# WHAT IS REQUIRED
Rewrite the entries below as a JSON list of strings with one string per line and no blank lines, starting with the line that contains "In this exercise you will point out the white framed" and going on through the line that contains "[(233, 42), (477, 135), (252, 124), (544, 129)]".

# SUPPLIED RECORDS
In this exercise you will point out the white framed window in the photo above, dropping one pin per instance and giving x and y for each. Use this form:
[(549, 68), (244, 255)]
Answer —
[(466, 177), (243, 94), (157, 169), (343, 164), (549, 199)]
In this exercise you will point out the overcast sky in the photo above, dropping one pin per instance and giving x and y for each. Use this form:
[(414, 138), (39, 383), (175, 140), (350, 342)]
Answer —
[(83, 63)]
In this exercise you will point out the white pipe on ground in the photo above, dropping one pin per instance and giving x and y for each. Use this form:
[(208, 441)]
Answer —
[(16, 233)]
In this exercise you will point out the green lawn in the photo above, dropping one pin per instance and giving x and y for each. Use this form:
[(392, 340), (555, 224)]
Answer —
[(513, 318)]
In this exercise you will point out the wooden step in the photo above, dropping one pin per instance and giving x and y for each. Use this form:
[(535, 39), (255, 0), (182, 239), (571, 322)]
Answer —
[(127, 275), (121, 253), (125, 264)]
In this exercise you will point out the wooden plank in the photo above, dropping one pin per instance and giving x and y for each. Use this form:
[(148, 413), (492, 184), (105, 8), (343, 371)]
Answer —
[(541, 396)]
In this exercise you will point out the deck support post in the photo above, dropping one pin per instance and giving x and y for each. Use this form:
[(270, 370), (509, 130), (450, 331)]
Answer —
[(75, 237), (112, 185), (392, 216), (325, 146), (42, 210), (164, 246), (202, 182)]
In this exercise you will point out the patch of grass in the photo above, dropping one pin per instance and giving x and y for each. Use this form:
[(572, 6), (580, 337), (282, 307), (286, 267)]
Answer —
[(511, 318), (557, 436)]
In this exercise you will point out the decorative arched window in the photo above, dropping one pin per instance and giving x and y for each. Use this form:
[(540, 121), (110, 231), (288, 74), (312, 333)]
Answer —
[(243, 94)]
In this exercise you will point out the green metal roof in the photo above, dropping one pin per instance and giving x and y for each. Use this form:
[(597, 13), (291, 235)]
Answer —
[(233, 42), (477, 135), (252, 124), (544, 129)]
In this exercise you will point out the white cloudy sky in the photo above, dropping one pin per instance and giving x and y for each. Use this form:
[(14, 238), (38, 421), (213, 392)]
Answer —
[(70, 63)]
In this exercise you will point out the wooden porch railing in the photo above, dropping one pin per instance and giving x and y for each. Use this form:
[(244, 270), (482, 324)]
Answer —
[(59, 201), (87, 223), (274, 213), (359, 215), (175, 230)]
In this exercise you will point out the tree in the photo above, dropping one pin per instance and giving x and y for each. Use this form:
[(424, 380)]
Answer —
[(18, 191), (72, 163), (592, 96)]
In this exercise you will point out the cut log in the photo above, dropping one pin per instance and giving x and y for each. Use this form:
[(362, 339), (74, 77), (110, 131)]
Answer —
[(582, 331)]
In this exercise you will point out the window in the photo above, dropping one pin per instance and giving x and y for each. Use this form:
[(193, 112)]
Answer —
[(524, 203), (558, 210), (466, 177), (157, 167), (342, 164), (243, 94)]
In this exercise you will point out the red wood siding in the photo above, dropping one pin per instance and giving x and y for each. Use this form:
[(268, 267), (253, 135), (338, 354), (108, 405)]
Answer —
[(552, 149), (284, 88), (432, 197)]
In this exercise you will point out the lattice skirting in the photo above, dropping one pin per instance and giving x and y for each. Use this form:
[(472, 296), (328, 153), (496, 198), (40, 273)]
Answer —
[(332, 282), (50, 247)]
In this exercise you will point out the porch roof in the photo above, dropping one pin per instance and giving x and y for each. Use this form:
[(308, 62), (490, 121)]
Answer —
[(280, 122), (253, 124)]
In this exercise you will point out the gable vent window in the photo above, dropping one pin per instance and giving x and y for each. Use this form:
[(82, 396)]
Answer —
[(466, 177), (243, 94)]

...

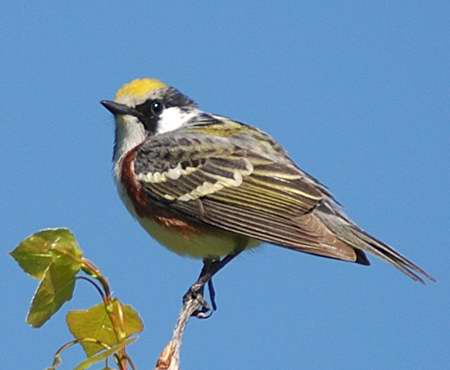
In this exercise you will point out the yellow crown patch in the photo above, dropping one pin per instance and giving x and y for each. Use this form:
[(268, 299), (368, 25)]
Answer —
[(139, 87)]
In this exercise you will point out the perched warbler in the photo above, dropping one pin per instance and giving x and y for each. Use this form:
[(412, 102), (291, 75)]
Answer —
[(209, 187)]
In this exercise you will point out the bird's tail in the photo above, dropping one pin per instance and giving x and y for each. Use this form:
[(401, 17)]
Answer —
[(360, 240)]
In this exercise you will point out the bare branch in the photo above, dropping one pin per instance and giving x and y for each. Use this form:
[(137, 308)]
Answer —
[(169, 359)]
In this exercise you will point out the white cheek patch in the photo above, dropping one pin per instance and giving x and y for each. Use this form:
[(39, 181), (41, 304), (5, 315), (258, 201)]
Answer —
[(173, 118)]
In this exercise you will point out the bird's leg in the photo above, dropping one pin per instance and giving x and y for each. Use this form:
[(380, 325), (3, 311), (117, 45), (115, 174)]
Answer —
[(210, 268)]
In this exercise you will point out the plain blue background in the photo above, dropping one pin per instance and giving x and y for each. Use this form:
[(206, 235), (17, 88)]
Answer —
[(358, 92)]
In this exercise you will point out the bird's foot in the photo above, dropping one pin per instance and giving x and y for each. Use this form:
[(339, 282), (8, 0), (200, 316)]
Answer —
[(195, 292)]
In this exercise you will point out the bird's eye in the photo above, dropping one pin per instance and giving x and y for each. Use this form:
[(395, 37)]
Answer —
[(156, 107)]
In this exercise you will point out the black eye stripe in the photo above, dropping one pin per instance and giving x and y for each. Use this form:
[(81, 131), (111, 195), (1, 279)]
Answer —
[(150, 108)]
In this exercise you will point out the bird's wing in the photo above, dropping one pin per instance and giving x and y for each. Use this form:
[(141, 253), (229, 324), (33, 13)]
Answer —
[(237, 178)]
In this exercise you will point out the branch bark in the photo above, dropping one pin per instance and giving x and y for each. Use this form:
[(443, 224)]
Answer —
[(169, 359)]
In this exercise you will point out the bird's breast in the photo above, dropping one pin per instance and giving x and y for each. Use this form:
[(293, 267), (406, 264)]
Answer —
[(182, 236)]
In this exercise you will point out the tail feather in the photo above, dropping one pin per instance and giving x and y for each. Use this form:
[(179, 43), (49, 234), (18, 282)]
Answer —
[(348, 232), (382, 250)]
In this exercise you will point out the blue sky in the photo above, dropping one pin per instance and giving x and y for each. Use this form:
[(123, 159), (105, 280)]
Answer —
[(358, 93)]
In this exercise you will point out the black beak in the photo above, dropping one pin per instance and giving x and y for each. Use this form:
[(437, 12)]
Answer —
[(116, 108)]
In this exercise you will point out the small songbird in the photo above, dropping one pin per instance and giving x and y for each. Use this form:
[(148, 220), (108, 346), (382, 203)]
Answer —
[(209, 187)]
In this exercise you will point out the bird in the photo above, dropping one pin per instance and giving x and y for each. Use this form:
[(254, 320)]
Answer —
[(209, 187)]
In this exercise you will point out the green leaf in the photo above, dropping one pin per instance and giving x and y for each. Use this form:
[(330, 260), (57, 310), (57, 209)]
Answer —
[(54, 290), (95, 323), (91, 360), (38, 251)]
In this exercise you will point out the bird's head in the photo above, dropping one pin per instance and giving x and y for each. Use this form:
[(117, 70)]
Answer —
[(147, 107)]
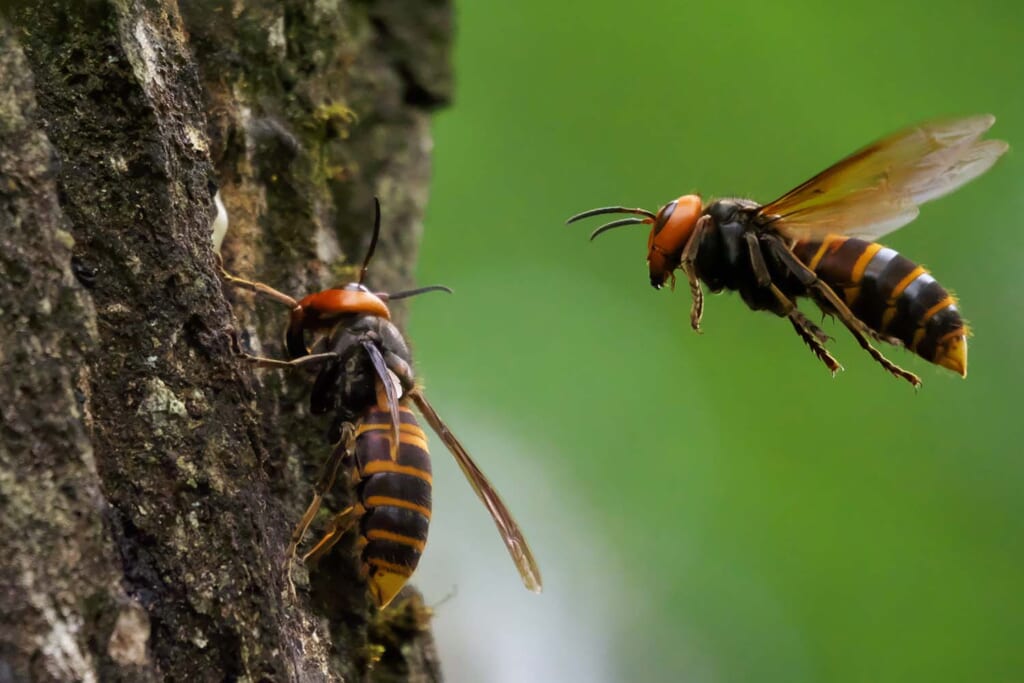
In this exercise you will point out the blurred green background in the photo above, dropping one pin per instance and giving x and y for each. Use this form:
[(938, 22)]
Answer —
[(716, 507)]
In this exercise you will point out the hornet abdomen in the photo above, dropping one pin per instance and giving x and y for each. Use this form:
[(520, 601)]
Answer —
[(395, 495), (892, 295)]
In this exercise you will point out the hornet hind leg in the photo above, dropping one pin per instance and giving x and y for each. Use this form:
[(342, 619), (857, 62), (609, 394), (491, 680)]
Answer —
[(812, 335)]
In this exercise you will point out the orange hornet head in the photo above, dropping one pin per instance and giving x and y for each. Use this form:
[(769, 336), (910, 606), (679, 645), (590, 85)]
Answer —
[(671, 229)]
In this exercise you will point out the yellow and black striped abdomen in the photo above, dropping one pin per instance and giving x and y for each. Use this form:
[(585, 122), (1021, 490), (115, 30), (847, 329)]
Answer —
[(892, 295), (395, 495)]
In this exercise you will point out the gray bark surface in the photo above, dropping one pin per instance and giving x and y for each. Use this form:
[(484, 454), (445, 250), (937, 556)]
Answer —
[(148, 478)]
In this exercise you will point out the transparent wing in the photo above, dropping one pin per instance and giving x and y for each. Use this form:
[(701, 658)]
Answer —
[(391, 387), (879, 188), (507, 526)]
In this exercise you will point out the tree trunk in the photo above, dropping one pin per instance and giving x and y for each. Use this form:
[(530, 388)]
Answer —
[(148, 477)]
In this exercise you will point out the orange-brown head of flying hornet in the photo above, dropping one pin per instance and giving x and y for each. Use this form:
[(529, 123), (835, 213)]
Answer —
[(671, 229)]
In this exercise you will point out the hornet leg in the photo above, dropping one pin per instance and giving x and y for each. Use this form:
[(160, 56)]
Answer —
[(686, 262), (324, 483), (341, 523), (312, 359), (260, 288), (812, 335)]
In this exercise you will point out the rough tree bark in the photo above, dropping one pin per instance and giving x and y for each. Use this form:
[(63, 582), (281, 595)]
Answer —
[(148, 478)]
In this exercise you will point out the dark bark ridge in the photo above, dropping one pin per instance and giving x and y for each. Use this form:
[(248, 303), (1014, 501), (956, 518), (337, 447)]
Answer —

* * *

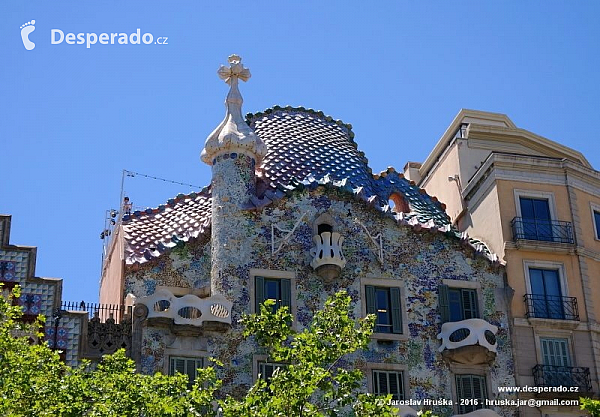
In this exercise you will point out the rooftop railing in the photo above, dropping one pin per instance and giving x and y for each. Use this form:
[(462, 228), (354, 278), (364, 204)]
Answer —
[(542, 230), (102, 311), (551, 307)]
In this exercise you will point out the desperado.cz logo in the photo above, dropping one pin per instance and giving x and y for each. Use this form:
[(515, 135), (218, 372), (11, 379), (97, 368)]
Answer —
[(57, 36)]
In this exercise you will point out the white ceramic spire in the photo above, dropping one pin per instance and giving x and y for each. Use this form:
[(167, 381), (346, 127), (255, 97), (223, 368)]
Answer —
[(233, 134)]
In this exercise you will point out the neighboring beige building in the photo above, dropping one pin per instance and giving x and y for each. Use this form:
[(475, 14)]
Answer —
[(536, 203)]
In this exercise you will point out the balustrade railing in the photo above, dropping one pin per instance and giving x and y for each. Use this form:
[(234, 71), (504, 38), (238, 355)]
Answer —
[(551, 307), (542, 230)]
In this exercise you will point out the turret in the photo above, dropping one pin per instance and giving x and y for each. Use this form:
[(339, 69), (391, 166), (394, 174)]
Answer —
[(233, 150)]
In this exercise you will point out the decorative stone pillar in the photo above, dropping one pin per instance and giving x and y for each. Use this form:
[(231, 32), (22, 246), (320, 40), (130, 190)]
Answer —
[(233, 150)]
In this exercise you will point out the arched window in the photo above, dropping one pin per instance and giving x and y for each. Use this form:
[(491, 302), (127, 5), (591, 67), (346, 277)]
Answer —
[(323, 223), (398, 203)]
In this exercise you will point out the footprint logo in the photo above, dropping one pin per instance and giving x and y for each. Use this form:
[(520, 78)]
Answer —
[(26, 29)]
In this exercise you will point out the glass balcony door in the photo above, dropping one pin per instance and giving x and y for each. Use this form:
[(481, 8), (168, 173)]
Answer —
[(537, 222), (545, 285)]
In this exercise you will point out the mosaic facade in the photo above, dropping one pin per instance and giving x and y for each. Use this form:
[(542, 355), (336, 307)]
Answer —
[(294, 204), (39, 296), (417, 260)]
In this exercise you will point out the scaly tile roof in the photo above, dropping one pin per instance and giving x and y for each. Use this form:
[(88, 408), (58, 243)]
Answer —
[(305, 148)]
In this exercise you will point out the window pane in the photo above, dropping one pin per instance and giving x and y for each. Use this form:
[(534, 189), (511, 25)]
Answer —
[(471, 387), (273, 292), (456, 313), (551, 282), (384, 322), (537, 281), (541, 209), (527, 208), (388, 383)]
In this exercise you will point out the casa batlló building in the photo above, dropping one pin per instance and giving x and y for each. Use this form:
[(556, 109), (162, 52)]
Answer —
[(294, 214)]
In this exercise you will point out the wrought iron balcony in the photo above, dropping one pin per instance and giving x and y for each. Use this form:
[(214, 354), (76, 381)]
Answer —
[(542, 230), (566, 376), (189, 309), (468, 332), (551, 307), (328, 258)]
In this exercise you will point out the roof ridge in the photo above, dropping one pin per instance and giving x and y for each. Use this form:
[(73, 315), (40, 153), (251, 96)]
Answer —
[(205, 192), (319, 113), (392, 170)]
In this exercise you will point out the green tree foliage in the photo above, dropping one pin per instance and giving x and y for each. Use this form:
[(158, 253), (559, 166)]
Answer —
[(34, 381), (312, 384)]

# EXERCISE OUTPUT
[
  "In this exercise you will point out the white framed window in the photo above, dropping one pin per instance and giving x and y for each. Use this form:",
  "[(549, 68), (244, 255)]",
  "Answer —",
  "[(466, 177), (243, 94), (157, 169), (343, 164), (549, 199)]",
  "In this exercise you will point out the overcast sky in the photo above, dropping one pin per instance and giving x and y for each. Use this form:",
  "[(414, 138), (39, 383), (175, 140), (350, 342)]",
  "Answer —",
  "[(83, 63)]",
  "In this exercise you will point out the white pipe on ground in the photo above, dropping one pin per instance and giving x and y for each. Use this form:",
  "[(208, 441)]",
  "Answer —",
  "[(16, 233)]",
  "In this exercise you will point out the green lawn in the photo above, dropping one pin per instance and giving x and y for each. Use this form:",
  "[(392, 340), (555, 224)]",
  "Answer —",
  "[(513, 318)]",
  "In this exercise you will point out the wooden step in the photo above, dropping one pin per instance and giving x and y for each. Use this form:",
  "[(535, 39), (255, 0), (182, 239), (571, 322)]",
  "Answer —",
  "[(127, 275), (121, 253), (125, 264)]",
  "In this exercise you will point out the wooden plank in the photo above, dropping one pin per instance and giving x and y for each. Use this form:",
  "[(148, 413), (492, 184), (105, 8), (343, 371)]",
  "Answer —",
  "[(541, 396)]",
  "In this exercise you will point out the deck support post in the photo above, dropping one pin per instance and giving x and y for each. Use this form:",
  "[(270, 370), (509, 130), (450, 331)]",
  "Answer —",
  "[(75, 237), (112, 185), (392, 216), (325, 146), (42, 210), (164, 246), (202, 182)]",
  "In this exercise you will point out the patch of grass in the photo above, dropping one pin per instance and giving x and y for each. Use this form:",
  "[(572, 6), (580, 337), (282, 307), (286, 267)]",
  "Answer —",
  "[(511, 318), (557, 436)]",
  "In this exercise you will point out the decorative arched window in the photo above, dropping one pin per instance and giving x and y for each. Use this form:",
  "[(540, 121), (110, 231), (288, 74), (312, 333)]",
  "Answer —",
  "[(243, 94)]",
  "In this exercise you will point out the green metal roof in the photo above, dropping one pin per instance and giving x and y for each. Use this form:",
  "[(597, 13), (291, 235)]",
  "Answer —",
  "[(233, 42), (477, 135), (252, 124), (544, 129)]"
]